» GIVEN INSTRUCTION
All of the lines below are to be printed again exactly; images are excluded from the output.

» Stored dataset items
•••••
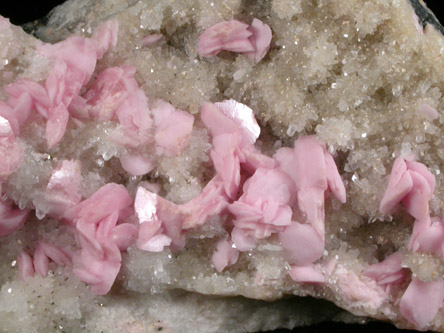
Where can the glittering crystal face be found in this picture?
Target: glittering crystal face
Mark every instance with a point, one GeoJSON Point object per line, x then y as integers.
{"type": "Point", "coordinates": [221, 148]}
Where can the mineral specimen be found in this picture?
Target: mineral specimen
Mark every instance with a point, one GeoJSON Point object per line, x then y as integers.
{"type": "Point", "coordinates": [158, 155]}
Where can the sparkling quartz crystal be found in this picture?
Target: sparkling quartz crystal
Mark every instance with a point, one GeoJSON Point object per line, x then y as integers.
{"type": "Point", "coordinates": [178, 165]}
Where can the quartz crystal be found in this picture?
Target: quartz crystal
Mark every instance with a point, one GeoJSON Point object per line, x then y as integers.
{"type": "Point", "coordinates": [189, 165]}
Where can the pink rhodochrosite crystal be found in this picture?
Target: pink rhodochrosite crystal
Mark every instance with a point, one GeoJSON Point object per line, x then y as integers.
{"type": "Point", "coordinates": [235, 36]}
{"type": "Point", "coordinates": [178, 165]}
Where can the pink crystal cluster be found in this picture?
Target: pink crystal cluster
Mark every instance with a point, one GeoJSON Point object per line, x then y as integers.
{"type": "Point", "coordinates": [70, 93]}
{"type": "Point", "coordinates": [280, 198]}
{"type": "Point", "coordinates": [235, 36]}
{"type": "Point", "coordinates": [412, 185]}
{"type": "Point", "coordinates": [257, 193]}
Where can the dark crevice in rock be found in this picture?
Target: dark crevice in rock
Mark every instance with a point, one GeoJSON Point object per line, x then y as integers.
{"type": "Point", "coordinates": [426, 16]}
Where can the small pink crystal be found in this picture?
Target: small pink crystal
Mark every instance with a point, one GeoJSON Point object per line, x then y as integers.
{"type": "Point", "coordinates": [235, 36]}
{"type": "Point", "coordinates": [412, 184]}
{"type": "Point", "coordinates": [11, 219]}
{"type": "Point", "coordinates": [421, 302]}
{"type": "Point", "coordinates": [227, 35]}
•••••
» THE ANSWER
Where can the glittering crystal face be found in this picture?
Target: glittering crystal face
Mark every instance with a point, one GeoJSON Point object per line, x then y as integers.
{"type": "Point", "coordinates": [221, 148]}
Where can the mineral specimen be found in this picture?
Target: mineral specimen
Mark every instance with a point, one GeoJSON Point object per line, x then y as integers.
{"type": "Point", "coordinates": [158, 155]}
Where can the sparkling quartz crystal be found in this picture?
Target: sparkling quartz crystal
Mark every instance with a point, one GeoJSON Point object per line, x then y as integers.
{"type": "Point", "coordinates": [178, 165]}
Where can the quartz crystal be found in this picture?
Target: quartz crystal
Mark every instance with a point, one GeoJSON Point object per line, x then y as integers.
{"type": "Point", "coordinates": [189, 165]}
Where can the pink rhodochrosite crystal be found in this picture?
Target: pink rhodochrosite crystal
Mark every instance with a point, one GeoJSON Point object per line, x then y as integers.
{"type": "Point", "coordinates": [235, 36]}
{"type": "Point", "coordinates": [178, 165]}
Where can the pink crystal cluster be found in this picture?
Target: pink crystal cluster
Mark every instance with a point, one GeoJSON Point object per line, x then y as integers.
{"type": "Point", "coordinates": [70, 93]}
{"type": "Point", "coordinates": [280, 198]}
{"type": "Point", "coordinates": [235, 36]}
{"type": "Point", "coordinates": [412, 185]}
{"type": "Point", "coordinates": [257, 193]}
Where can the dark crevice in rock be found in this picture?
Target: dark crevice in rock
Mark every instance with a point, one GeoJSON Point object per line, x then y as integers.
{"type": "Point", "coordinates": [426, 16]}
Where can the small pink crystal be found in this picture?
Target: small pink crystal
Mark every instance with a point, one GeoJSON Point object per line, x then y as integers.
{"type": "Point", "coordinates": [235, 36]}
{"type": "Point", "coordinates": [412, 184]}
{"type": "Point", "coordinates": [11, 219]}
{"type": "Point", "coordinates": [421, 302]}
{"type": "Point", "coordinates": [227, 35]}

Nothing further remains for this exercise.